SOURCE MATERIAL ::
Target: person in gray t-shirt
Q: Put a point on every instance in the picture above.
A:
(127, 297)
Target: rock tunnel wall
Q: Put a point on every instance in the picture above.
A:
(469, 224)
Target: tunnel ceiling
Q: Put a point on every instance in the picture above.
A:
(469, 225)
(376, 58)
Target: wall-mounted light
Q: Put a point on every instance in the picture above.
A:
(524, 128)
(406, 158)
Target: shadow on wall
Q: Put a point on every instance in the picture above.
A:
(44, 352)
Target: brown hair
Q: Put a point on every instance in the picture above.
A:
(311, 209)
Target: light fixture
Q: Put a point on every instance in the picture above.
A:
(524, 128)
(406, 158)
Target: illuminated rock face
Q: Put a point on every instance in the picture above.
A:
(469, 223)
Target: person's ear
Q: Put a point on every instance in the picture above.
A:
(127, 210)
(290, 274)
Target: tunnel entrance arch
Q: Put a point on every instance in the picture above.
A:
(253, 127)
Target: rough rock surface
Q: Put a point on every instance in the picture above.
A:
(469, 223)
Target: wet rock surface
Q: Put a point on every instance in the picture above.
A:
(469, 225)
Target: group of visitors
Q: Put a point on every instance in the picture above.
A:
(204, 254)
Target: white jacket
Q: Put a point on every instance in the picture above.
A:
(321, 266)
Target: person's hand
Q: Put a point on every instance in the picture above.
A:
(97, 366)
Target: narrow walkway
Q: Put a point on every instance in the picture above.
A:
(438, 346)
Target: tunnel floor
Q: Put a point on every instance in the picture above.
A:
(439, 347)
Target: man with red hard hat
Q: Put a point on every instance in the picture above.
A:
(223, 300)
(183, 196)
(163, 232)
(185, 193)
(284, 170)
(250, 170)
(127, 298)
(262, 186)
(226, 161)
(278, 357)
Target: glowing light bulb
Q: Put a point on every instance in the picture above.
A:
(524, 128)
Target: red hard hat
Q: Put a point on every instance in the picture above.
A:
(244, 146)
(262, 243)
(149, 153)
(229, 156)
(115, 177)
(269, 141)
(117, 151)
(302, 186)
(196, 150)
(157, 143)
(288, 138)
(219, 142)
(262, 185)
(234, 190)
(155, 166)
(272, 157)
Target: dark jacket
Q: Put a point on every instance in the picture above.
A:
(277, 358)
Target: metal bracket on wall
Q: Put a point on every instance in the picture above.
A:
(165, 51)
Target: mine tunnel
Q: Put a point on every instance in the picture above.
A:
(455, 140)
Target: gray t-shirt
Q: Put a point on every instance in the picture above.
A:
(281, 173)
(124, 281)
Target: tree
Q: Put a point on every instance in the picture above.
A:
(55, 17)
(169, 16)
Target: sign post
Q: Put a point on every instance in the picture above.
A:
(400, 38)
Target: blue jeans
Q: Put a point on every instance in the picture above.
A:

WORK ORDER ::
Retype all of the records above without a single alteration.

ANSWER ::
Target: person in gray t-shirt
Q: Put a point on every instance in the picture above.
A:
(127, 297)
Target: rock tunnel wall
Q: Put a point on every instance in the picture above.
A:
(469, 224)
Target: tunnel ceiling
Q: Put a point on every instance in the picture above.
A:
(469, 225)
(376, 58)
Target: wall-mounted light
Q: Put a point on every instance in the picture above.
A:
(524, 128)
(406, 158)
Target: shadow on wall
Q: Put a point on every instance in the picture above.
A:
(44, 352)
Target: brown hair
Q: Put a point on every instance in the picture above.
A:
(311, 209)
Target: light fixture
Q: Put a point on every instance in the picture above.
A:
(524, 128)
(406, 158)
Target: illuminated rock face
Q: Put a point on every instance in the picture above.
A:
(469, 223)
Target: person's ear
Q: Put a point on every instance in the picture above.
A:
(127, 210)
(290, 274)
Target: tunnel entrance arch
Q: Put a point on every instance in the picture above.
A:
(253, 127)
Target: rough rock surface
Q: Put a point on every instance in the picture above.
A:
(469, 223)
Target: wet rock surface
Q: Put a point on every instance in the picture above.
A:
(469, 225)
Target: group of visitors
Q: Put a point on every instance in the picture above.
A:
(204, 254)
Target: white jacket
Q: Put a point on every instance in the picture above.
A:
(321, 266)
Target: person's hand
Q: Put a point on every instance in the picture above.
A:
(97, 366)
Target: narrow walkway
Q: Put a point on every instance in the picture above.
A:
(438, 346)
Target: tunnel floor
Q: Put a point on every instance in the picture above.
A:
(439, 347)
Target: man with red hard hat
Q: Put a point on every instance in the picture above.
A:
(223, 300)
(183, 196)
(163, 232)
(185, 193)
(284, 170)
(250, 170)
(127, 298)
(262, 186)
(226, 161)
(278, 357)
Target: glowing light bulb
Q: Put a point on every instance in the picture above.
A:
(524, 128)
Target: red hard hat
Q: Put a point on every instance in the picture above.
A:
(244, 146)
(262, 243)
(149, 153)
(229, 156)
(115, 177)
(269, 141)
(117, 151)
(302, 186)
(196, 150)
(157, 143)
(288, 138)
(219, 142)
(262, 185)
(234, 190)
(155, 166)
(272, 157)
Target: dark jacket
Q: Put a point on every instance in the picture above.
A:
(277, 358)
Target: metal bracket on wall
Q: Put a point on every instance in the picture above.
A:
(165, 51)
Target: mine tunnel
Q: Put a point on every instance in the picture above.
A:
(455, 140)
Target: gray t-shirt
Q: Put a point on every instance in the picture above.
A:
(281, 173)
(124, 281)
Target: tree
Q: Put a point on every instance in the picture above.
A:
(55, 17)
(169, 16)
Target: sign post
Q: Put a point on every instance in the picture above.
A:
(400, 38)
Target: blue jeans
Q: Put a point on every instance in the picture above.
A:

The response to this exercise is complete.